DIRECTIONS FOR THIS TASK: Count the lines in the data that contain the string "shower". Give only the number.

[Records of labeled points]

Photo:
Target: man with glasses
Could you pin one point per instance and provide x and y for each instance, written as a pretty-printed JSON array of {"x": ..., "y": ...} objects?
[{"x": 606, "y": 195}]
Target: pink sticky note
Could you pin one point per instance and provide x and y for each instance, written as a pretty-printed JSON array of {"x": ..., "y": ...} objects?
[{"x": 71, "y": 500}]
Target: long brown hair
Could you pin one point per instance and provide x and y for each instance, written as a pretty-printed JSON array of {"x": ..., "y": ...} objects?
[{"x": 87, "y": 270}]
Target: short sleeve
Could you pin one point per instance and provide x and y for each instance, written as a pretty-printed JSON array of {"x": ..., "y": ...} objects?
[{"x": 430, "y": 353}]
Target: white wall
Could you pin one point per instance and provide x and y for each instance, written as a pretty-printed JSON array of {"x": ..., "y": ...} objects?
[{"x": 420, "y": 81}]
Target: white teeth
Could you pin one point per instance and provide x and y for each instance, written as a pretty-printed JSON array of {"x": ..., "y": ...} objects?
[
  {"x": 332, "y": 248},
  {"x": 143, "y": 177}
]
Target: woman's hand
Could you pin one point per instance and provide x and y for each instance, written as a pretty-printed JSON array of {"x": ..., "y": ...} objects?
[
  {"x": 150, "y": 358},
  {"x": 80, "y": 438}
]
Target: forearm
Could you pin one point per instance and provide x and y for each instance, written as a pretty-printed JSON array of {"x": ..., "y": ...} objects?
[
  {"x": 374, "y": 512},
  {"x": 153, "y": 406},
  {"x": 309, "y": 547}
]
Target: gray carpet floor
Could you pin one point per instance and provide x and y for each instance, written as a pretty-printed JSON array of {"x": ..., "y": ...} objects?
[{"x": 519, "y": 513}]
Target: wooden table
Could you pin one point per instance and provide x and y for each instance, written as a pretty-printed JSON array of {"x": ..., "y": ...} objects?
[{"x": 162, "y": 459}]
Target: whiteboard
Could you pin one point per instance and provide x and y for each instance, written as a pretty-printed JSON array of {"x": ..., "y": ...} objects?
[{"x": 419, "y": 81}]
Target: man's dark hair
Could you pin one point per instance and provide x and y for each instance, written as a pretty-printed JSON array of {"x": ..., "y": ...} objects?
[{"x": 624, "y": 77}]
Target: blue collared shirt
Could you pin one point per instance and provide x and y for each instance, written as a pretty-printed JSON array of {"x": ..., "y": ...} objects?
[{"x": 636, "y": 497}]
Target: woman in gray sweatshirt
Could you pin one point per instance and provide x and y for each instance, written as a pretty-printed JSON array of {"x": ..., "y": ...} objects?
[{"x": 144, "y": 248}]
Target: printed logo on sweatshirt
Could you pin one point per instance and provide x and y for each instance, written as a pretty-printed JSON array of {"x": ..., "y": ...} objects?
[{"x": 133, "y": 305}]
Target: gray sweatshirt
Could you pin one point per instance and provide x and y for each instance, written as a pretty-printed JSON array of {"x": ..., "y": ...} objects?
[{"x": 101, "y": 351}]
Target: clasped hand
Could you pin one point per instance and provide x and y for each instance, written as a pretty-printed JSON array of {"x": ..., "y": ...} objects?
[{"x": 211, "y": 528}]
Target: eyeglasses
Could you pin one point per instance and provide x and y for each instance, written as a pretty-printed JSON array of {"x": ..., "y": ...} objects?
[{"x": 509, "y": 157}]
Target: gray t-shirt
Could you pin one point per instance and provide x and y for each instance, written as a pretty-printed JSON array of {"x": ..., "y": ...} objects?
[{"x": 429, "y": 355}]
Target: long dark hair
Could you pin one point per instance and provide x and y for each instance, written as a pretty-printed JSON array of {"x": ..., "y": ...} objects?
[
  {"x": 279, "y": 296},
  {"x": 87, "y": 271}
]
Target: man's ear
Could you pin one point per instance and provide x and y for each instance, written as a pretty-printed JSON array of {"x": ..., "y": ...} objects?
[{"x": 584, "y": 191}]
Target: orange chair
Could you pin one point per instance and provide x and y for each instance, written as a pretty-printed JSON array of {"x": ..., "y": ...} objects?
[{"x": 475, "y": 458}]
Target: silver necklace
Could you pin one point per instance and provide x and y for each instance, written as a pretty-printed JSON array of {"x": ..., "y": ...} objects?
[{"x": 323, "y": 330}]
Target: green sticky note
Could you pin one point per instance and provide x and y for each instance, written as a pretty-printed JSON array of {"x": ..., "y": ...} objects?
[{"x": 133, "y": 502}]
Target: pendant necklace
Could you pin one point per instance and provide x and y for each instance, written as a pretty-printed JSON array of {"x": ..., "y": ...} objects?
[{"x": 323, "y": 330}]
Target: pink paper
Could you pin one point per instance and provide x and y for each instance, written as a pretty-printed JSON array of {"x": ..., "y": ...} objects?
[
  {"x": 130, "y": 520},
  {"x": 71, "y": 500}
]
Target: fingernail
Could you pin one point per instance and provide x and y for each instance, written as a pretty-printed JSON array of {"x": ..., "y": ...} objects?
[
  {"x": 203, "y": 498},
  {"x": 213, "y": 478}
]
==
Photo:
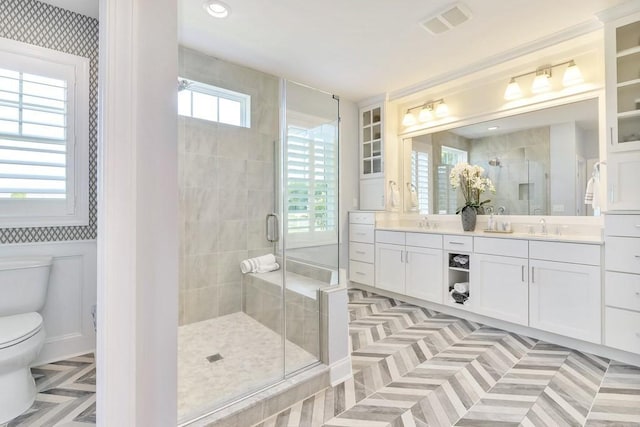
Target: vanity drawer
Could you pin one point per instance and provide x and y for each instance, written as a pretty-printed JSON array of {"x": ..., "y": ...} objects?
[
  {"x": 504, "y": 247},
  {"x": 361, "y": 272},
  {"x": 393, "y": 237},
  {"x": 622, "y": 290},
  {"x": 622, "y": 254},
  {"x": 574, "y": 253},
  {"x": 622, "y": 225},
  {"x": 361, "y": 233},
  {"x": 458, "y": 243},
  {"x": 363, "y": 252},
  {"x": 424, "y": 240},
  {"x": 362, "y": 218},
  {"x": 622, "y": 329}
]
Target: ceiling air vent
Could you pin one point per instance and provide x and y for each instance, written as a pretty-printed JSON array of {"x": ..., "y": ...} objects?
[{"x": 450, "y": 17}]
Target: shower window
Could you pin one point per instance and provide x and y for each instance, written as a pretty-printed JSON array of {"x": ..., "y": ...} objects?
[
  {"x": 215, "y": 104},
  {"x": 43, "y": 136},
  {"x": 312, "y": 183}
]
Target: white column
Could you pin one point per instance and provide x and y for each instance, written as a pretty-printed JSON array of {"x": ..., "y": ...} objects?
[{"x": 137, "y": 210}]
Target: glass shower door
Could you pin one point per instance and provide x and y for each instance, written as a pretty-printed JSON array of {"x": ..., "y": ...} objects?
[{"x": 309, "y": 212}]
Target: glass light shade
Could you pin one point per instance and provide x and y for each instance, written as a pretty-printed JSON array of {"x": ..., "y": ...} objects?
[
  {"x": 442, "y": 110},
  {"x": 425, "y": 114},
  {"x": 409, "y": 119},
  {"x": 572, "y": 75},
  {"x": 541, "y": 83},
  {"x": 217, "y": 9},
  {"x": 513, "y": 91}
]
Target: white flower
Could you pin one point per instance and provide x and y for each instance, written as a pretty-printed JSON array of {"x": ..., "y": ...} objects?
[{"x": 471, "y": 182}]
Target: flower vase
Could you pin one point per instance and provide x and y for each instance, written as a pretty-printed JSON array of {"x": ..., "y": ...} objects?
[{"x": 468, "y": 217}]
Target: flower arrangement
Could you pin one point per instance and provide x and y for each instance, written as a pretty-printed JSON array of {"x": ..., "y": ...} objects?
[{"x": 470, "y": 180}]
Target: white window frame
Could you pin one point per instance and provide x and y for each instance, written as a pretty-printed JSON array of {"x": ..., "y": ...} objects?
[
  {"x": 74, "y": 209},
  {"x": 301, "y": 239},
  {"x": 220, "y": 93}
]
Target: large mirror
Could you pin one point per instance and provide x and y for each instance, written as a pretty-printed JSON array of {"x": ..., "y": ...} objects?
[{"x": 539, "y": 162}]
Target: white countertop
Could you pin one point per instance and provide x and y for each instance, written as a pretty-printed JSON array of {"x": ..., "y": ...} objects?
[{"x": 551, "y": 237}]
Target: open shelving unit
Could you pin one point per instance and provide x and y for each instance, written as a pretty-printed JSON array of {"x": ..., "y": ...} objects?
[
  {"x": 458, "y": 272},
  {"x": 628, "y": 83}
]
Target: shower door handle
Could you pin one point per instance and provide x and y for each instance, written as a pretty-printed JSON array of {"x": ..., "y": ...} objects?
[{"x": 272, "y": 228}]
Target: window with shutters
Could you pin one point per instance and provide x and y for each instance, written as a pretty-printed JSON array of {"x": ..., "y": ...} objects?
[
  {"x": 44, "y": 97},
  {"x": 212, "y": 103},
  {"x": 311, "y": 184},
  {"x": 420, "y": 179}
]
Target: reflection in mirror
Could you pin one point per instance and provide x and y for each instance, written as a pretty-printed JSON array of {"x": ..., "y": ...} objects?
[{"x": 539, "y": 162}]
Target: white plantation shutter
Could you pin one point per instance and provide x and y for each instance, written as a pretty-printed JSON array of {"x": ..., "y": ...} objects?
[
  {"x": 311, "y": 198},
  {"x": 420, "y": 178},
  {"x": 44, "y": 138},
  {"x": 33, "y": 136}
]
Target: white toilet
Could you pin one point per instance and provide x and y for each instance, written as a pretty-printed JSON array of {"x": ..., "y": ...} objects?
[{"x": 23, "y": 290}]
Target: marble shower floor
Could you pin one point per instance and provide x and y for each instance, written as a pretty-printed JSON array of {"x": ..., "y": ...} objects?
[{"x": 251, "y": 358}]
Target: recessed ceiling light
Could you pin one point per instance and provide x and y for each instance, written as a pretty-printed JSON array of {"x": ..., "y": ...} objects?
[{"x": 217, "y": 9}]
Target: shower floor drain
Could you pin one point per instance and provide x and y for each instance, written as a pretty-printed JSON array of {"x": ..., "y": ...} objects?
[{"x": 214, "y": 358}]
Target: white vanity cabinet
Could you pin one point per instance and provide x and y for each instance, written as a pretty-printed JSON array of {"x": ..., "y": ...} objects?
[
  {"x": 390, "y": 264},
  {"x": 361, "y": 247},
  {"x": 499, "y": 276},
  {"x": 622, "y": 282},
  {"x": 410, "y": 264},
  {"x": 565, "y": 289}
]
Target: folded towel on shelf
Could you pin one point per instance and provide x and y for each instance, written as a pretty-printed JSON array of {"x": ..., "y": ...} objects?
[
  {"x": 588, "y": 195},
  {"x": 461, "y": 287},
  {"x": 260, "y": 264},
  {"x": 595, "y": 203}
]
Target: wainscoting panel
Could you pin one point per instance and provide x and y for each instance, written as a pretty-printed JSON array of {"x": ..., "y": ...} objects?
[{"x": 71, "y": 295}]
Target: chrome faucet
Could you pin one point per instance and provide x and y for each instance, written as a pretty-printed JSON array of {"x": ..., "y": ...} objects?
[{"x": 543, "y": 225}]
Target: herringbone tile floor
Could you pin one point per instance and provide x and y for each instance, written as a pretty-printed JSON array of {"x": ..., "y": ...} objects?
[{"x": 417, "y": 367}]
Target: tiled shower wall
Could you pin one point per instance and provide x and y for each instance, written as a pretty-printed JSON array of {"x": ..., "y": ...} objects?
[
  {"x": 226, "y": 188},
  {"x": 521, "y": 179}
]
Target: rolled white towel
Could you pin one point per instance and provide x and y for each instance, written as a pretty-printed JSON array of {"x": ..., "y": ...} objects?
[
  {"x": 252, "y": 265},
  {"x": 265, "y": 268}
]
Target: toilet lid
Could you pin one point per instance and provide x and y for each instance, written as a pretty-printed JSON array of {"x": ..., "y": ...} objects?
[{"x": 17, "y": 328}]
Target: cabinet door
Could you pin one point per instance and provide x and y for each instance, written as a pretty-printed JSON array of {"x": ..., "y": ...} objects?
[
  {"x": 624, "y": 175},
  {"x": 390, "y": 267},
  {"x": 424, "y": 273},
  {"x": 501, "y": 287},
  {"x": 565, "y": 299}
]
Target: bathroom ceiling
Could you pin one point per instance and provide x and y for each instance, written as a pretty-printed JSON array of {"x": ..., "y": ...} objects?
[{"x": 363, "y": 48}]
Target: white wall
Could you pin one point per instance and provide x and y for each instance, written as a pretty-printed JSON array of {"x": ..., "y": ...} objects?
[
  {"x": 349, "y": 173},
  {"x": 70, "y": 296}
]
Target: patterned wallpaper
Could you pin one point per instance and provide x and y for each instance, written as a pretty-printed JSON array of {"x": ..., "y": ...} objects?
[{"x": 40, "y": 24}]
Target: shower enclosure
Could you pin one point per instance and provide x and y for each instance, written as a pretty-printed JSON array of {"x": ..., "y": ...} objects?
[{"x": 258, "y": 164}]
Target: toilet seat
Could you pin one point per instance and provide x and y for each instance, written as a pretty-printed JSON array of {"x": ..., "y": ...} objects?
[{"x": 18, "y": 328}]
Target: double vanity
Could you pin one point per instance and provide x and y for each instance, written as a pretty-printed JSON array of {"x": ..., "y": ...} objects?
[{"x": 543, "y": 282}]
--
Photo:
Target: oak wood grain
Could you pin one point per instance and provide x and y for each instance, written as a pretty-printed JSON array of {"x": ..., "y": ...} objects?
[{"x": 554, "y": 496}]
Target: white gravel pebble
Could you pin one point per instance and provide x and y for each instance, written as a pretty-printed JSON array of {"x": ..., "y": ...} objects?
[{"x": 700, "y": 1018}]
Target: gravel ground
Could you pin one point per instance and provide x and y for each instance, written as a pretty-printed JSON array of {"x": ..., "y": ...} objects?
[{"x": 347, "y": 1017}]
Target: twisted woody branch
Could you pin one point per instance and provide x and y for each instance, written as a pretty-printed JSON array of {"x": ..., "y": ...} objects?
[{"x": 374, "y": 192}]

EXERCISE ANSWER: 7